Riporta come lista JSON di stringhe le righe che vanno da quella che contiene "Where can the man's" a quella che contiene "Where can the smartphone", entrambe incluse. Usa una stringa per ogni riga e tralascia le righe vuote.

**Righe del dataset:**
= = =

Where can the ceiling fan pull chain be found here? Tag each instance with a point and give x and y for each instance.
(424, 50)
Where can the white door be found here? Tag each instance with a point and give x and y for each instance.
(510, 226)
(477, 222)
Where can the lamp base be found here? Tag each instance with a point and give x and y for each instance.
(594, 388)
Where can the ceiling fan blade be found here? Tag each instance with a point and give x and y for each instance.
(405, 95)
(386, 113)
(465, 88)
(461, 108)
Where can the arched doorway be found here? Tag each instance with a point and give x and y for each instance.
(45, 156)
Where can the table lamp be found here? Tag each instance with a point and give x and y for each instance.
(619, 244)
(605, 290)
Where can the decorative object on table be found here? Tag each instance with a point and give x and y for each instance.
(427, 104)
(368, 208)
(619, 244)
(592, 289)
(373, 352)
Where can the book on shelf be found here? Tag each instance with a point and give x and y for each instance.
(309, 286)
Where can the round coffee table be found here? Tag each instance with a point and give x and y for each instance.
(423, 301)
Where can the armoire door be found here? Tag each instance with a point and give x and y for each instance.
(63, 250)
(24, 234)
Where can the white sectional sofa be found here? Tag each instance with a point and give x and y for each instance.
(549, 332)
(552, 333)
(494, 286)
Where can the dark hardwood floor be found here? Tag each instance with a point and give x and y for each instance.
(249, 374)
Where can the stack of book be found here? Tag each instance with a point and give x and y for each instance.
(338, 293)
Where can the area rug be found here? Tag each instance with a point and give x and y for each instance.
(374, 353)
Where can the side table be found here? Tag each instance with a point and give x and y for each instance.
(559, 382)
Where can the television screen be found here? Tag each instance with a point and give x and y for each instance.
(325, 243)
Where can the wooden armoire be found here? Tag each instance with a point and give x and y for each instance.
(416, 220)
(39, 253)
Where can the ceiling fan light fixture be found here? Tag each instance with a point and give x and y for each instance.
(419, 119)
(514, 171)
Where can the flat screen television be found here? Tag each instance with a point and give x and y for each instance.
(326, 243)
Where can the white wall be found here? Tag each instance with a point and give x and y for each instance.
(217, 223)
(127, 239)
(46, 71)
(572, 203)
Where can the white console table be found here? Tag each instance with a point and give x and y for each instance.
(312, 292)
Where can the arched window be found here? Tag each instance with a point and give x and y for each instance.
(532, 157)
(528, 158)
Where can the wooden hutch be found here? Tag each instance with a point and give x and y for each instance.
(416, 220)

= = =

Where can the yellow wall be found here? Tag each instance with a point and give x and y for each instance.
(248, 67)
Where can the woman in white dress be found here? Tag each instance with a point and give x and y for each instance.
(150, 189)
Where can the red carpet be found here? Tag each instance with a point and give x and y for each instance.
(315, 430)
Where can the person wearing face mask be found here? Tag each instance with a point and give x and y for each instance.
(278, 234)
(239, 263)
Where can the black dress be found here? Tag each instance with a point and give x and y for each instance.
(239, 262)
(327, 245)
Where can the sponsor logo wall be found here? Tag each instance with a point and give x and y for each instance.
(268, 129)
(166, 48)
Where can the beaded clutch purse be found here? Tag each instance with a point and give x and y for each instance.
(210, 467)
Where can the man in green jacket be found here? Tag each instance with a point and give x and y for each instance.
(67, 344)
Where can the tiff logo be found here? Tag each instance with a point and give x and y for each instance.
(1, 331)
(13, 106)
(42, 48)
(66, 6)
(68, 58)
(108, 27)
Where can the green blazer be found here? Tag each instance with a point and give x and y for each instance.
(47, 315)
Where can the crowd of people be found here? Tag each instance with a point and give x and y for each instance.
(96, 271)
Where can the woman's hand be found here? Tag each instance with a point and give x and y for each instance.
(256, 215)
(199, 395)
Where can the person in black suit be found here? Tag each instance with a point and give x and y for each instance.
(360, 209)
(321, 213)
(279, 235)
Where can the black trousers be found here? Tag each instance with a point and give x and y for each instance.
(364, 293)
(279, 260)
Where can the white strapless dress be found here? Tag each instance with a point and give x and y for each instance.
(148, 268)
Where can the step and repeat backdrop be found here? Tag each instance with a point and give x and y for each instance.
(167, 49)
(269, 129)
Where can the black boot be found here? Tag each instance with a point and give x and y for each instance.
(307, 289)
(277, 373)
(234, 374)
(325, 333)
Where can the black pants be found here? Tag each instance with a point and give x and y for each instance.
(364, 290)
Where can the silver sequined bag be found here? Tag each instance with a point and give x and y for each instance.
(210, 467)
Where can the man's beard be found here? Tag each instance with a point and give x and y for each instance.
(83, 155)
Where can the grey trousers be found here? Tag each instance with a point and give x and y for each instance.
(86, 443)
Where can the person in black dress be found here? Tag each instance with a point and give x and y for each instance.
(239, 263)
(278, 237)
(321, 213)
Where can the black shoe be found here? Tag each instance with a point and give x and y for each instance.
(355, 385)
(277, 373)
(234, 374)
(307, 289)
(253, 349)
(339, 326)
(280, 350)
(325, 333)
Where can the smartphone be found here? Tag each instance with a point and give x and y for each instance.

= = =

**Risposta attesa:**
[
  "Where can the man's beard be found here? Tag each instance with a point and give x and y for each instance.",
  "(83, 155)",
  "Where can the grey trousers be found here? Tag each instance with a point and give x and y for each instance.",
  "(86, 443)",
  "Where can the person in black dress be found here? Tag each instance with a point and give x and y for each instance.",
  "(239, 263)",
  "(278, 237)",
  "(321, 213)",
  "Where can the black shoe be found here? Tag each instance with a point and give x and y for each instance.",
  "(355, 385)",
  "(277, 373)",
  "(234, 374)",
  "(307, 289)",
  "(253, 349)",
  "(339, 326)",
  "(280, 350)",
  "(325, 333)",
  "Where can the smartphone be found here? Tag each instance with a point and give x and y for each instance."
]